■ PROVIDED MATERIAL:
====

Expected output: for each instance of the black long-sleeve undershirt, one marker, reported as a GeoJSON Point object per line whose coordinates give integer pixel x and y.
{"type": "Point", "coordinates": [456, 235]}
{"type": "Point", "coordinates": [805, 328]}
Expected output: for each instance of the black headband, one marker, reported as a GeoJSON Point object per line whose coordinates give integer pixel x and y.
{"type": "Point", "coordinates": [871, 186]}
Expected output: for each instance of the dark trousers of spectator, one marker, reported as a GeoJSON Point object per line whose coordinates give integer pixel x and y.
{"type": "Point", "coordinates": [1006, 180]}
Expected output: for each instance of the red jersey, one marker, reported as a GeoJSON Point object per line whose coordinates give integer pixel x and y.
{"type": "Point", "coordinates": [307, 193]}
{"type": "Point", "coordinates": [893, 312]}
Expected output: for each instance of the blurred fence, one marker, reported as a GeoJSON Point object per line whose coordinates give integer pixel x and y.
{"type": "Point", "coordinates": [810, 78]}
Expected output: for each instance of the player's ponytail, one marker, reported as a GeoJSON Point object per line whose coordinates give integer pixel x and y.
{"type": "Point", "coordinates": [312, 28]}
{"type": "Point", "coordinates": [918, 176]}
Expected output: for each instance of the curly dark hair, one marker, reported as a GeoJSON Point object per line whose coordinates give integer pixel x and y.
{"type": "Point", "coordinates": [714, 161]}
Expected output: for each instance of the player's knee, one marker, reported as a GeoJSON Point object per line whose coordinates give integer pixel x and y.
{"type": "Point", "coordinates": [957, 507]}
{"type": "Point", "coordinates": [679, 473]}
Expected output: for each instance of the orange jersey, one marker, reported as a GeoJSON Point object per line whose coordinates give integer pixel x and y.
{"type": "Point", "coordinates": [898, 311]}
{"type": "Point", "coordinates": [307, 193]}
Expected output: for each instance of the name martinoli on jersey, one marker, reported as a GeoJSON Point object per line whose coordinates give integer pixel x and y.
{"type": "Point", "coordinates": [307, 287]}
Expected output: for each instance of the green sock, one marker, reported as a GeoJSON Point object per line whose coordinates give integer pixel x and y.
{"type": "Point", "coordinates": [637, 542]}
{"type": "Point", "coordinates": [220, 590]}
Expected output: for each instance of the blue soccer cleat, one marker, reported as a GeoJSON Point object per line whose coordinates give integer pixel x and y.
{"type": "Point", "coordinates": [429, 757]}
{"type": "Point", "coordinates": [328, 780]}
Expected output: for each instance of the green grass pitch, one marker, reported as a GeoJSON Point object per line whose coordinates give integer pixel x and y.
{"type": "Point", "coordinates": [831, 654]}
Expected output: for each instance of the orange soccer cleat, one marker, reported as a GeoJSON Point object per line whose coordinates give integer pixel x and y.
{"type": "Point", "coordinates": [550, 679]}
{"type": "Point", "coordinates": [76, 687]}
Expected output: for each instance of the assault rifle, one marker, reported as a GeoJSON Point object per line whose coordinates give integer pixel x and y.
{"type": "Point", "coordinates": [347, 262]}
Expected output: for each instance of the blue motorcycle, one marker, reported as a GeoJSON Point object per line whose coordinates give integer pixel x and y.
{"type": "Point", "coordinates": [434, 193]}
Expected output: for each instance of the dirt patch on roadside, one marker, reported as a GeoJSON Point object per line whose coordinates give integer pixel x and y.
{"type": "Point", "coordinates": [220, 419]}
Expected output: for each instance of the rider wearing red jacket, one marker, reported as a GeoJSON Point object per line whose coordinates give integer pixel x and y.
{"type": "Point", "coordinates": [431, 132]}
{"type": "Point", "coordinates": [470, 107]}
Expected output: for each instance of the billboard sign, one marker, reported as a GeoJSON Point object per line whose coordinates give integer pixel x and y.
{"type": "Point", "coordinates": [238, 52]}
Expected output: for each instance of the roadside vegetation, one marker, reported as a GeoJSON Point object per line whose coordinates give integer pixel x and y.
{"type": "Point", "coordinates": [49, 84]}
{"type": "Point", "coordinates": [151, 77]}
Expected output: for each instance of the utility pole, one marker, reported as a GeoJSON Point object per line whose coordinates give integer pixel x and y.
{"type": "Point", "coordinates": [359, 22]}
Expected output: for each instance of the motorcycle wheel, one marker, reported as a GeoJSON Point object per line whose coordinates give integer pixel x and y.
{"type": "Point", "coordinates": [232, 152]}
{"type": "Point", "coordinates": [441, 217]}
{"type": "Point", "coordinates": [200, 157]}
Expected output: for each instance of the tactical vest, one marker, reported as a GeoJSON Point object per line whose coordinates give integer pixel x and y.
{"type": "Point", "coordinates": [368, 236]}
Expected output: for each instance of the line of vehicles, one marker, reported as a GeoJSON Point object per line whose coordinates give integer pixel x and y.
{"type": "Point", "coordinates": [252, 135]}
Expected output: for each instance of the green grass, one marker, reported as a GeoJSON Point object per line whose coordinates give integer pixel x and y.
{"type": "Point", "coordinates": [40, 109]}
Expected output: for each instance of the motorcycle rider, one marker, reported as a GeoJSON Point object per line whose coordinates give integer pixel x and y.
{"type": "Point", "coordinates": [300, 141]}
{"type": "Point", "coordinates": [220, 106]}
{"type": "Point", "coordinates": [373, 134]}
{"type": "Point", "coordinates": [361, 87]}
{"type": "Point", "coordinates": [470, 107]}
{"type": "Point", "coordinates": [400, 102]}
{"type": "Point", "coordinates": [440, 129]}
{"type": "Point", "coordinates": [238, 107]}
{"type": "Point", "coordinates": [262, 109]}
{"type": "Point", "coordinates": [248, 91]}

====

■ REQUIREMENT:
Give the complete listing a second time, exactly as it reads.

■ THE SOLUTION:
Expected output: for each instance of the black long-sleeve undershirt, one marker, reported as a GeoJSON Point object per line whose coordinates give integer pixel x and y.
{"type": "Point", "coordinates": [456, 235]}
{"type": "Point", "coordinates": [805, 328]}
Expected output: for each instance of the black headband, one marker, reported as a GeoJSON Point object per line whose coordinates give integer pixel x and y.
{"type": "Point", "coordinates": [871, 186]}
Expected output: for each instance of the dark trousers of spectator, one marker, reported as a GeoJSON Point object per line whose coordinates give integer pixel x and y.
{"type": "Point", "coordinates": [1006, 180]}
Expected output: for each instance of the red jersey, one marker, reported as a GeoJSON Point object per line whose coordinates give integer pixel x and y.
{"type": "Point", "coordinates": [307, 193]}
{"type": "Point", "coordinates": [893, 312]}
Expected output: for each instance of the blurred fence, one marker, reported as a GeoJSON Point object per line whose coordinates give integer pixel x and y.
{"type": "Point", "coordinates": [810, 78]}
Expected output: for each instance of the player's ponytail, one marker, reported as a GeoJSON Point object per line whose coordinates give integer pixel x and y.
{"type": "Point", "coordinates": [312, 28]}
{"type": "Point", "coordinates": [918, 176]}
Expected output: for each instance of the curly dark hair, one marker, reported as a GeoJSON Point object per line whose coordinates give integer pixel x and y.
{"type": "Point", "coordinates": [714, 161]}
Expected output: for each instance of the player's knee, one marker, reported as a GeoJSON Point object per line whose coordinates give integer pixel x and y.
{"type": "Point", "coordinates": [957, 507]}
{"type": "Point", "coordinates": [679, 473]}
Expected output: for each instance of the orange jersey, one marker, reported as a GeoJSON Point object per line whose coordinates give integer pixel x and y.
{"type": "Point", "coordinates": [898, 311]}
{"type": "Point", "coordinates": [307, 193]}
Expected output: for each instance of the name martinoli on jersey, one marker, reported as a GeoJSON Point object per line whose coordinates give integer pixel x and y.
{"type": "Point", "coordinates": [307, 287]}
Expected output: for each instance of the green sock, one marker, reported as a GeoJSON Point object per line whose coordinates give integer pixel x and y.
{"type": "Point", "coordinates": [637, 542]}
{"type": "Point", "coordinates": [220, 590]}
Expected output: for each instance of the blue soccer cleat, one marker, reported as a GeoJSON Point object per line whose coordinates give integer pixel x and y.
{"type": "Point", "coordinates": [429, 757]}
{"type": "Point", "coordinates": [328, 780]}
Expected output: for each instance of the green grass pitch, one marker, reported as a GeoJSON Point object per line whose coordinates give integer pixel x and y.
{"type": "Point", "coordinates": [831, 654]}
Expected output: for each instance of the orange soccer cleat, one marker, reported as a GeoJSON Point object per line whose coordinates give integer pixel x and y.
{"type": "Point", "coordinates": [550, 679]}
{"type": "Point", "coordinates": [76, 687]}
Expected output: for each instance of the assault rifle, one marker, reported as a GeoJSON Point object per line whose coordinates give integer pixel x and y.
{"type": "Point", "coordinates": [347, 262]}
Expected output: for each instance of the blue motorcycle, one marker, reported as a GeoJSON Point object per line whose coordinates give integer pixel x and y.
{"type": "Point", "coordinates": [434, 193]}
Expected output: for each instance of the dirt patch on roadside, one marker, reported as a GeoJSON Point object per line whose coordinates give integer pixel x and y.
{"type": "Point", "coordinates": [220, 419]}
Expected output: for each instance of the rider wearing red jacket, one marker, reported as a GeoJSON Point object per line whose coordinates give integer pixel x and y.
{"type": "Point", "coordinates": [431, 132]}
{"type": "Point", "coordinates": [470, 107]}
Expected output: for each instance of the billboard sign, one marker, reported as a GeoJSON Point object per line whose coordinates give integer pixel x and y.
{"type": "Point", "coordinates": [238, 52]}
Expected output: for each instance of the roadside vegetation, one marker, reported as a GeoJSON Point object per line whose coordinates give integer pixel x and y.
{"type": "Point", "coordinates": [49, 84]}
{"type": "Point", "coordinates": [151, 77]}
Expected output: for each instance of the utility pole, one marker, reported as a GeoJSON Point object per line whose coordinates give integer pixel x and y.
{"type": "Point", "coordinates": [359, 22]}
Expected output: for each instance of the motorcycle wheel, one marker, reported as a GeoJSON Point object per line whose coordinates give integer pixel x and y.
{"type": "Point", "coordinates": [232, 152]}
{"type": "Point", "coordinates": [441, 217]}
{"type": "Point", "coordinates": [200, 157]}
Expected output: for each instance of the tactical vest, one marker, reported as a GeoJSON Point object per line whose coordinates give integer pixel x and y.
{"type": "Point", "coordinates": [368, 236]}
Expected output: for each instance of the line of vehicles, one marker, reported as a GeoJSON Point object per line whose coordinates give integer pixel x and y.
{"type": "Point", "coordinates": [252, 135]}
Expected output: for each instance of the green grass, one marker, reported as a GeoJSON Point object per line whose coordinates give integer pixel x and y.
{"type": "Point", "coordinates": [40, 109]}
Expected output: for each instance of the motorcycle rider, one marker, reported as a GeoJSON Point object per line whose coordinates give integer pixel x and y.
{"type": "Point", "coordinates": [300, 141]}
{"type": "Point", "coordinates": [220, 106]}
{"type": "Point", "coordinates": [373, 134]}
{"type": "Point", "coordinates": [361, 87]}
{"type": "Point", "coordinates": [470, 107]}
{"type": "Point", "coordinates": [400, 102]}
{"type": "Point", "coordinates": [440, 129]}
{"type": "Point", "coordinates": [238, 107]}
{"type": "Point", "coordinates": [262, 109]}
{"type": "Point", "coordinates": [248, 91]}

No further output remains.